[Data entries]
......

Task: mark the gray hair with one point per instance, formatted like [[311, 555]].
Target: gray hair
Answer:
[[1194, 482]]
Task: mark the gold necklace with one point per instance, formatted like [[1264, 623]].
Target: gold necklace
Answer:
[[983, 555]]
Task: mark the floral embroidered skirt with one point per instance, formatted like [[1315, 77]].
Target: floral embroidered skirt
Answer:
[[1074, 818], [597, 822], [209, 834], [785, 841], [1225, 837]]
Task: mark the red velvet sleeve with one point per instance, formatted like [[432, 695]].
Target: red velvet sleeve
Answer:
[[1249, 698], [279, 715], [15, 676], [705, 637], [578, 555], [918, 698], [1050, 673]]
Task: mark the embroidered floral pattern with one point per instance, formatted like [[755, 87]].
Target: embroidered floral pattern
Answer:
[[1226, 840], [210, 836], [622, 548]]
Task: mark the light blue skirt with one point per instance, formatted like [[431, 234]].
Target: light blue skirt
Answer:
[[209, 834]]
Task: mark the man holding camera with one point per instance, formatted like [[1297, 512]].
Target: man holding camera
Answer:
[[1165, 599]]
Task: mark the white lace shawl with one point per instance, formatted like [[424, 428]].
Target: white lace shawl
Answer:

......

- **BRIEF**
For each line above that carries the word "mark", copy it out.

- **RESULT OF THE TASK**
Task: mark the gray hair with one point per instance, formatted like [[311, 555]].
Task: mark the gold necklace with one point per instance, formatted like [[1264, 623]].
Task: mark the floral embroidered skirt with one point per instance, formatted like [[1315, 77]].
Task: mark the red velvet sleeve with one point per instance, formatted like [[432, 695]].
Task: mark the embroidered floral pattern with one point per instance, formatted like [[755, 87]].
Task: mark the light blue skirt with one point per instance, formatted like [[431, 234]].
Task: mark the man holding camera with one point per instance, formatted like [[1297, 512]].
Task: mark the white lace shawl with one point per instance, formatted like [[424, 428]].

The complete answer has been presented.